Document passage:
Content starts

The authors declare that the research was conducted in the absence of any commercial or financial relationships that could be construed as a potential conflict of interest.

Figures

**FIGURE 1**
SEM analyses of the changes in pericarp thickness between M03 and M08. **(A)** The pericarp thickness of M03 at 15 **(A1)**, 19 **(A2)**, and 23 **(A3)** DAP. **(B)** The pericarp thickness of M08 at 15 **(B1)**, 19 **(B2)**, and 23 **(B3)** DAP. **(C)** The changes in pericarp thickness in sweet corn lines M03 and M08. Asterisks indicate significant differences between M03 and M08 lines using Student’s t-test; *P < 0.05; ***P < 0.001.

**FIGURE 2**
Differentially expressed genes and miRNAs at different stages during kernel development. **(A)** The numbers of upregulated and downregulated DEGs **(A1)** and DEMIs **(A2)** in the different comparison groups. **(B)** Venn diagrams of DEGs in the M03 **(B1)**, M08 **(B2)**, and M03M08 **(B3)** groups. **(C)** Venn diagrams of DEMIs in the M03 **(C1)**, M08 **(C2)**, and M03M08 **(C3)** groups.

**FIGURE 3**
Cystoscope regulatory networks of DEMIs and DEGs. Yellow graphics represent miRNAs, and pink graphics represent genes.

**FIGURE 4**
GO annotation and KEGG pathway enrichment analyses of target genes. **(A)** GO annotation. GO terms were classified into three categories: biological process (BP), cellular component (CC), and molecular function (MF). **(B)** KEGG pathway analysis.

Content ends

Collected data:
Content starts

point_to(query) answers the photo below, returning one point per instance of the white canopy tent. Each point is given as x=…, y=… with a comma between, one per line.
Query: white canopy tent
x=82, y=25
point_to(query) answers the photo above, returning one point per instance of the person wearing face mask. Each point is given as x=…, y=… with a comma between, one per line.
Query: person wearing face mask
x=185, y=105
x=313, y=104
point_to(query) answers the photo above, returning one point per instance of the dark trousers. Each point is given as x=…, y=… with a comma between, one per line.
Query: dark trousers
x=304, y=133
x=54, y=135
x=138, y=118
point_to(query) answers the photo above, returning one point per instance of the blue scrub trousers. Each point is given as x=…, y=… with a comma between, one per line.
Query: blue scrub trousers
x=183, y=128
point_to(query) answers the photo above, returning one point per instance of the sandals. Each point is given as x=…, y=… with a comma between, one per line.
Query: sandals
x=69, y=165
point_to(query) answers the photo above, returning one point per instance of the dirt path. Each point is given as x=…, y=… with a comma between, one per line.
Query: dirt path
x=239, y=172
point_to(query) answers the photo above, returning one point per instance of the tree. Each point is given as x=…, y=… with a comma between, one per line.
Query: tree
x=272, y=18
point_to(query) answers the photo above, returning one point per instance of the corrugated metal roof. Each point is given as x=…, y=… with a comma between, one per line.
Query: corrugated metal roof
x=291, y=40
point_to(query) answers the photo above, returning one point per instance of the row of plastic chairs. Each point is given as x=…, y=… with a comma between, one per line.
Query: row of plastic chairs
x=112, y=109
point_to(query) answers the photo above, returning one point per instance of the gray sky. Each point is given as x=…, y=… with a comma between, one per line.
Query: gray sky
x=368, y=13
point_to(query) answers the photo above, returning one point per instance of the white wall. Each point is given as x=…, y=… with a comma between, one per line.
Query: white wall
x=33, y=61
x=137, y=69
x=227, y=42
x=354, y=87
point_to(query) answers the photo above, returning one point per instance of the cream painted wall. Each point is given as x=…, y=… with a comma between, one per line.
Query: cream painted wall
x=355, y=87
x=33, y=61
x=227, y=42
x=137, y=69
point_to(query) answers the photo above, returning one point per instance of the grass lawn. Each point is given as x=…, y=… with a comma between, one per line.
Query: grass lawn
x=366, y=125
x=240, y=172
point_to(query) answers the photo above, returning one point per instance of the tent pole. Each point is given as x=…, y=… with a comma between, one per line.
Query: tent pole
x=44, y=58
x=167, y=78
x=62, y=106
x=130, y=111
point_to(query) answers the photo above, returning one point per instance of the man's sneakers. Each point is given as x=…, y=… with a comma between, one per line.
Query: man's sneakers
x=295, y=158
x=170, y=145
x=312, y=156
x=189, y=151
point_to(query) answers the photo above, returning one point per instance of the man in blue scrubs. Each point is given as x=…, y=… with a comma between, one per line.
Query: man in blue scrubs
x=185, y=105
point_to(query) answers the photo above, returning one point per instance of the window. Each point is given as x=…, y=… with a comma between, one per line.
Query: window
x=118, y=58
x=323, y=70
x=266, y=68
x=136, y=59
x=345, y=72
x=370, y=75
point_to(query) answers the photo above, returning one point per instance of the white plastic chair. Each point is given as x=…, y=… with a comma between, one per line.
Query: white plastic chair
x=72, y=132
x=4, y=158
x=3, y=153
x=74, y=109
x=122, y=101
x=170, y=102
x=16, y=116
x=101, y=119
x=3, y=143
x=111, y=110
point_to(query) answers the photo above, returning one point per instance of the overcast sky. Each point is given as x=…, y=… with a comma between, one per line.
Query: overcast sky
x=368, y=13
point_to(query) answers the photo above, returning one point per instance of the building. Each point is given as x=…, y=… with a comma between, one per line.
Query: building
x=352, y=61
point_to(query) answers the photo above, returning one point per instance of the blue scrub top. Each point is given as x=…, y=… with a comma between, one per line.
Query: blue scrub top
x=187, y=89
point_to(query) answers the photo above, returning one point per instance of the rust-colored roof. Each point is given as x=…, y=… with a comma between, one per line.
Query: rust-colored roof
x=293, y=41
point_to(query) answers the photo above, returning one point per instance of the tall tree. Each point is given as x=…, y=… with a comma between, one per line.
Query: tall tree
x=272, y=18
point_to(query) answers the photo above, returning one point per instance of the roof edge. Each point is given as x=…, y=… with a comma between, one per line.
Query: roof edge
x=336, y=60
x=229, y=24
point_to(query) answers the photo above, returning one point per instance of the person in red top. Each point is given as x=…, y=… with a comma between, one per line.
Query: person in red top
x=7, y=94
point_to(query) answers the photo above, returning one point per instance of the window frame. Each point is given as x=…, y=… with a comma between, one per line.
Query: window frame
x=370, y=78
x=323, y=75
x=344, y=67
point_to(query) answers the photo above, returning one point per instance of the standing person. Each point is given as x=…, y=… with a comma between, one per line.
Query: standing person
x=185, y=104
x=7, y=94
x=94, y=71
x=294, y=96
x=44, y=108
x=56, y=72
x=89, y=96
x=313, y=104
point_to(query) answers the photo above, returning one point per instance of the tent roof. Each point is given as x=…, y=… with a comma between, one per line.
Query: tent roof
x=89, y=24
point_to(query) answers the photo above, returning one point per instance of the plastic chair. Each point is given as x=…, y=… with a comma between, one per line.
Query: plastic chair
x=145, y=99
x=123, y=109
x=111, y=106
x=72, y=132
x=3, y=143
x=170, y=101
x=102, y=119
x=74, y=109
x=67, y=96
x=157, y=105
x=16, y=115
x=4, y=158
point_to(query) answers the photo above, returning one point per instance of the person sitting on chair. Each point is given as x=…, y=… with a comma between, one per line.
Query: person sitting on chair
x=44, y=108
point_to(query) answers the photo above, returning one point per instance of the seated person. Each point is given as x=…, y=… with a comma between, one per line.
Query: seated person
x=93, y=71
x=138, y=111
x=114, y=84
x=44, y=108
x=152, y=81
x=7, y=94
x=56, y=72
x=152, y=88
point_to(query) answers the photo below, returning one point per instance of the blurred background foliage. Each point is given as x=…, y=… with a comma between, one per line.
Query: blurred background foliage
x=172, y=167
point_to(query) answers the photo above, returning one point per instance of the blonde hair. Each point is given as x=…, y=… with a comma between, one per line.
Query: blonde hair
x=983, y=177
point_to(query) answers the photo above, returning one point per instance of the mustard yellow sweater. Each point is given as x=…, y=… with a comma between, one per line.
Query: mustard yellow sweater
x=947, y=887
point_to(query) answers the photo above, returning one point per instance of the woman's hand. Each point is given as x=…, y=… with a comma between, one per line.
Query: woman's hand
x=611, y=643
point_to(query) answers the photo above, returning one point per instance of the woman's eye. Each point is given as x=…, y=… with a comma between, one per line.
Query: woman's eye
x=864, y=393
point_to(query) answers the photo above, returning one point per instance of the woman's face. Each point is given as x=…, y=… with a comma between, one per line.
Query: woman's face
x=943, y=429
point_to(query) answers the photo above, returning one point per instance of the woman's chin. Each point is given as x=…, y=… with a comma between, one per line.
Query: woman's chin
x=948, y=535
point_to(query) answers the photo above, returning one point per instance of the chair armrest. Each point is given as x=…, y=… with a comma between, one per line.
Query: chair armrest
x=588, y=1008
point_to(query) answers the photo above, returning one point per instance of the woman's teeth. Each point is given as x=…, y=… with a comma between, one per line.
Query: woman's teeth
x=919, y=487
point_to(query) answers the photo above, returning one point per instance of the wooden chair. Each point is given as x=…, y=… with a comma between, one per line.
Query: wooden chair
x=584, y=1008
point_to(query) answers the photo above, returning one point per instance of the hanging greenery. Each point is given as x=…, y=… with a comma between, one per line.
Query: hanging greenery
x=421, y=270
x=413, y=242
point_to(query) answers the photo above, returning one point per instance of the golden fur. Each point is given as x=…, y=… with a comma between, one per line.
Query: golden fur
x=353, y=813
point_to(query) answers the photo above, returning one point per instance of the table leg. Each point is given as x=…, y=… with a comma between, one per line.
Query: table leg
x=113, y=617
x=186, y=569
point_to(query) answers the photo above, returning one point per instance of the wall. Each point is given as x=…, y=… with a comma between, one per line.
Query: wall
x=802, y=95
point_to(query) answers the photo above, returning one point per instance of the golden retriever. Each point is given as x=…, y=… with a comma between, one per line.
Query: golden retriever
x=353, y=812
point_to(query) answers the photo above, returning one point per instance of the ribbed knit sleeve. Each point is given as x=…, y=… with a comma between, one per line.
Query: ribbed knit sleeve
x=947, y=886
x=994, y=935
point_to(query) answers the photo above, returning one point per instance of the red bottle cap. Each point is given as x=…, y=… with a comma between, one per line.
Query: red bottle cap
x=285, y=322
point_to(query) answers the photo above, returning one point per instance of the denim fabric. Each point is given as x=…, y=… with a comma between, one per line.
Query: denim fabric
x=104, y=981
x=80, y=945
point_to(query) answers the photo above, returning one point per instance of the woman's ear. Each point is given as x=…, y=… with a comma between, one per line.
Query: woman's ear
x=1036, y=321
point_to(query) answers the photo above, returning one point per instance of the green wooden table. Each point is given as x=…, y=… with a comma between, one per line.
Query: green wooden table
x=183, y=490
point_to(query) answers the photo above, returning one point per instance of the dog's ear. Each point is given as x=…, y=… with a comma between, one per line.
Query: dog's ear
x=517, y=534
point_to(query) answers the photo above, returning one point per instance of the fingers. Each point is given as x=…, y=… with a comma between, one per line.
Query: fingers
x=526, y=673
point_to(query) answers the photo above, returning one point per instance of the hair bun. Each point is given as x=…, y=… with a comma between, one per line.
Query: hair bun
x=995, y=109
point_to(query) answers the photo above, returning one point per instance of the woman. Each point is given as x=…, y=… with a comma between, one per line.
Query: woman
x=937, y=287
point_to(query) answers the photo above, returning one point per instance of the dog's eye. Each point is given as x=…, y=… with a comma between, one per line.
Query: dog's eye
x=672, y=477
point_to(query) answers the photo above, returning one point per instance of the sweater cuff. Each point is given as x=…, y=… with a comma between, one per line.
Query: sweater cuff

Content ends

What you will do:
(a) In the passage on sweet corn pericarp thickness, rewrite the part that opens with the words containing "The authors declare" and closes with "conflict of interest.", switching "commercial" to "industrial".
(b) Continue the passage on sweet corn pericarp thickness from the point where it stops.

Outputs in order:
(a)
The authors declare that the research was conducted in the absence of any industrial or financial relationships that could be construed as a potential conflict of interest.

(b)
**FIGURE 5**
GO and KEGG pathway analysis of DEGs. **(A)** GO annotation of DEGs. In each block of the heatmap, the number represents the gene numbers, and the red coloring represents a P-value of ≤0.05. **(B)** KEGG pathway analysis of DEGs. GO terms and KEGG pathway enrichment with P-value ≤ 0.05 were identified as significantly enriched.

**FIGURE 6**
Heatmaps of DEGs and corresponding DEMIs in important pathways. **(A)** Plant hormone signal transduction. **(B)** MAPK signaling pathway. **(C)** Starch and sucrose metabolism. **(D)** Terpenoid backbone biosynthesis. **(E)** Glycine, serine, and threonine metabolism.

**FIGURE 7**
Heatmap of differentially expressed TFs and their corresponding DEMIs.

**FIGURE 8**
Validation of eight DEGs using RT-qPCR. Error bars represent the standard deviation of three replicates. Heatmaps were generated using transcriptome data; red indicates high expression levels, and green indicates low expression levels. Lowercase letters above the columns represent statistical differences with the same inbred line (P < 0.05).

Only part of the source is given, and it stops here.